### Text to read

Website: https://databand.streamlit.app/
The directory structure of project:
├── data <- Project data files
│ ├── processed <- Clean files in csv
│ ├── raw <- Raw data files
│ ├── website_data <- Small data files to create plots for the website
├── src <- Source code
│ ├── data <- Data directory
│ │ ├── process_data.py <- functions extract meaningful information and combine datasets
│ ├── models <- Model directory
│ │ ├── lda_model.py <- LDA model for topic extraction
│ │ ├── empath_model.py <- Empath model for topic extraction
│ ├── utils <- Utility directory
│ │ ├── data_utils.py <- utility functions for data analyses
│ │ ├── load_data.py <- utility functions to load dataframes and save them to csv files
│ │ ├── plot_utils.py <- utility functions to plot data
│ │ ├── statistics_utils.py <- utility functions for statistic analyses
│ ├── scripts <- Shell/Python scripts
│ │ ├── clean_data.py <- script to clean all datasets
│
├── data_overview_CMU.ipynb <- notebook with an initial overview for movie features for CMU movies
├── data_overview_TMDB.ipynb <- notebook with an initial overview for movie features for TMDB movies
├── main_results_CMU.ipynb <- notebook with main results for CMU movies
├── main_results_TMDB.ipynb <- notebook with main results for TMDB movies, contains the bulk of analyses
├── .gitignore <- List of files ignored by git
├── pip_requirements.txt <- File for installing python dependencies
└── README.md
Our analyses are primarily focused for the TMDB dataset, thus the main_results_TMDB notebook should be examined first. Whenever possible, we perform the same analyses on the CMU dataset, but these provide less information due to the lower amount of data and the lack of data after 2012.
Preliminary analyses on both datasets can be found in the "data_overview" notebooks.
The emergence of DVDs in the 1990s had a resounding impact on the film industry, providing a wider accessibility to movies and a new revenue stream. The popularity of DVDs meant that even if a movie did not perform well at the box office, studios could still generate revenue through sales of DVDs. Throuhgout the 2000s, however, the industry shifted away from physical media to a digital streaming industry, pushing studios to rely on successful theatrical releases notably, blockbusters.
In this project, we aim to characterize the impact of the DVD phases on the movie industry using the TMDB database. We created three distinct phases (eras) with the help of DVD release data:
- The pre-DVD era
- During the DVD era
- The post-DVD era
Through our initial analysis, we examined shifts in financial aspects like budget and revenue, alongside shifts in the types of productions companies making movies. We then analyze how genre and theme preferences evolved across time. Ultimately, we aim to understand how changes in distribution models influenced the business and creative sides of filmmaking.

### What needs to be done
Answer these from the project description above:
1. Which notebook should be examined first?
2. What does lda_model.py provide?
3. What three eras were defined using DVD release data?

### Available data
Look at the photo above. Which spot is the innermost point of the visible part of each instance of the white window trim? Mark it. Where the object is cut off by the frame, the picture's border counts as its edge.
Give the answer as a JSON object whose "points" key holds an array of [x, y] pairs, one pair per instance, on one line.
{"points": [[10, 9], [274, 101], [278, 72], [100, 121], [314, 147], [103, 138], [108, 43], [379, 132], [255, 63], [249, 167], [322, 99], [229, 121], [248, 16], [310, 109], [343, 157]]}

### Answer to this problem
1. The main_results_TMDB notebook.
2. An LDA model for topic extraction.
3. The pre-DVD era, the DVD era, and the post-DVD era.